(Records supplied)
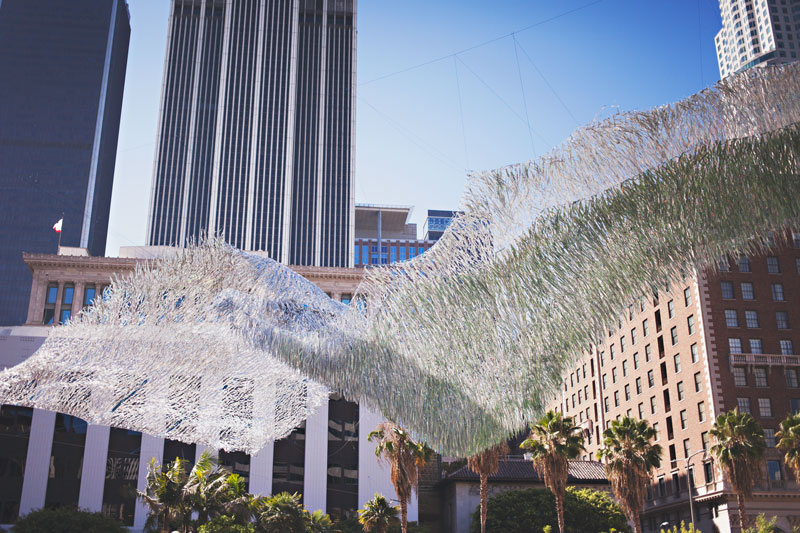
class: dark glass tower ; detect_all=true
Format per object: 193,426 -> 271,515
0,0 -> 130,326
148,0 -> 356,267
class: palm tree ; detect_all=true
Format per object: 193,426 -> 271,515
358,493 -> 400,533
183,450 -> 227,525
596,417 -> 662,533
368,422 -> 434,533
777,412 -> 800,483
467,441 -> 511,533
710,409 -> 766,532
215,473 -> 253,524
253,492 -> 309,533
137,456 -> 191,532
307,509 -> 334,533
521,411 -> 585,533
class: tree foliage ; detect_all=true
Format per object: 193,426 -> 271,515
11,506 -> 127,533
470,487 -> 630,533
777,412 -> 800,483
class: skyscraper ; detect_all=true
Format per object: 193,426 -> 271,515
148,0 -> 356,267
714,0 -> 799,79
0,0 -> 130,326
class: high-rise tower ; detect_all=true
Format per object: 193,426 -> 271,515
0,0 -> 130,326
715,0 -> 799,79
147,0 -> 356,267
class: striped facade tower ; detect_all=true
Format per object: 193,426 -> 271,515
147,0 -> 356,267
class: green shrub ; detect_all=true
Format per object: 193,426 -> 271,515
661,521 -> 700,533
471,487 -> 631,533
12,507 -> 127,533
198,514 -> 256,533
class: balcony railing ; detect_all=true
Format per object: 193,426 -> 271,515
729,353 -> 800,367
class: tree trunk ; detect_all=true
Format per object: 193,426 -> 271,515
737,492 -> 748,532
480,473 -> 489,533
401,497 -> 408,533
631,509 -> 642,533
555,491 -> 566,533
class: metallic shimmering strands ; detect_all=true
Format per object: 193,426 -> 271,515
2,64 -> 800,456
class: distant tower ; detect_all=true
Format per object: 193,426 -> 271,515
0,0 -> 130,326
148,0 -> 357,267
714,0 -> 799,78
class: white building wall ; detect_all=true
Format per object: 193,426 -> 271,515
18,409 -> 56,515
304,400 -> 329,512
78,424 -> 111,512
133,434 -> 164,530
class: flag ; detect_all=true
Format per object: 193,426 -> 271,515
53,219 -> 63,233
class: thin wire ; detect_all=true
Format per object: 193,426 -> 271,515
358,96 -> 465,172
453,57 -> 470,170
455,55 -> 551,147
512,34 -> 536,158
513,37 -> 580,126
358,0 -> 605,86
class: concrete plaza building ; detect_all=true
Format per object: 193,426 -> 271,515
0,0 -> 130,326
715,0 -> 800,78
147,0 -> 357,268
548,230 -> 800,532
0,247 -> 413,529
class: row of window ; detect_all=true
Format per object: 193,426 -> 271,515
732,366 -> 800,388
353,244 -> 428,265
719,253 -> 799,274
721,279 -> 789,300
725,308 -> 790,329
728,337 -> 794,355
42,283 -> 105,325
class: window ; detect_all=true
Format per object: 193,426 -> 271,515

(What you are asked to do) Only the text of the records above is to be reproduced, exactly as given; the pictures are dropped.

(Solution to this problem)
class: dark glass tower ; detect_all=true
Format per object: 193,426 -> 271,515
0,0 -> 130,326
148,0 -> 356,267
class: palm tree ; detect_all=true
Format per object: 193,426 -> 271,515
358,493 -> 400,533
183,450 -> 227,525
596,417 -> 662,533
368,422 -> 434,533
777,412 -> 800,483
467,441 -> 511,533
710,409 -> 766,532
215,473 -> 253,524
253,492 -> 309,533
137,456 -> 191,532
307,509 -> 334,533
521,411 -> 585,533
class: tree foliage ; detect_all=true
Format per object: 193,426 -> 271,515
11,506 -> 127,533
470,487 -> 630,533
777,412 -> 800,483
class: skyscraper ; detect_all=true
Format per object: 193,426 -> 271,515
148,0 -> 356,267
714,0 -> 799,79
0,0 -> 130,326
class: high-rise tower ; detect_all=true
Format per object: 193,426 -> 271,515
0,0 -> 130,326
715,0 -> 799,79
147,0 -> 356,267
class: striped facade tower ; detect_all=true
Format per object: 193,426 -> 271,515
147,0 -> 356,267
class: green shrub ; detect_all=true
Format per object: 193,426 -> 271,515
661,521 -> 700,533
471,487 -> 631,533
12,507 -> 127,533
198,514 -> 256,533
class: balcony railing ; detect_all=true
Format per object: 193,426 -> 271,515
729,353 -> 800,367
class: tree trunk ; detect_all=true
Format per object: 193,426 -> 271,515
737,492 -> 748,532
480,473 -> 489,533
401,497 -> 408,533
631,509 -> 642,533
555,491 -> 566,533
class: metallic shimmering strands ; detect_all=true
Format per object: 193,426 -> 271,515
2,64 -> 800,456
class: distant tower ; detect_all=true
Format per object: 193,426 -> 271,515
0,0 -> 130,326
148,0 -> 357,267
714,0 -> 799,78
class: white building wall ; detect_all=true
Format per object: 193,426 -> 271,515
18,409 -> 56,515
304,400 -> 329,512
78,424 -> 111,512
133,434 -> 164,530
class: flag ; detect_all=true
Format per object: 193,426 -> 271,515
53,219 -> 63,233
class: thin wire ; detect_all=true
Format per object: 193,426 -> 271,515
358,96 -> 465,172
453,57 -> 470,170
455,55 -> 551,147
512,34 -> 536,158
513,37 -> 580,126
358,0 -> 605,86
class: concrete plaza building ; detect_all=true
Format per object: 193,426 -> 271,515
0,0 -> 130,326
715,0 -> 800,78
147,0 -> 357,268
548,230 -> 800,532
0,247 -> 413,529
class: row of window ; detect_all=true
Format per object: 193,426 -> 271,515
732,366 -> 800,388
353,244 -> 428,265
719,253 -> 799,274
721,279 -> 789,300
725,308 -> 790,329
728,337 -> 794,355
42,283 -> 105,325
class: window ; detect_all=true
Format per object: 193,426 -> 271,515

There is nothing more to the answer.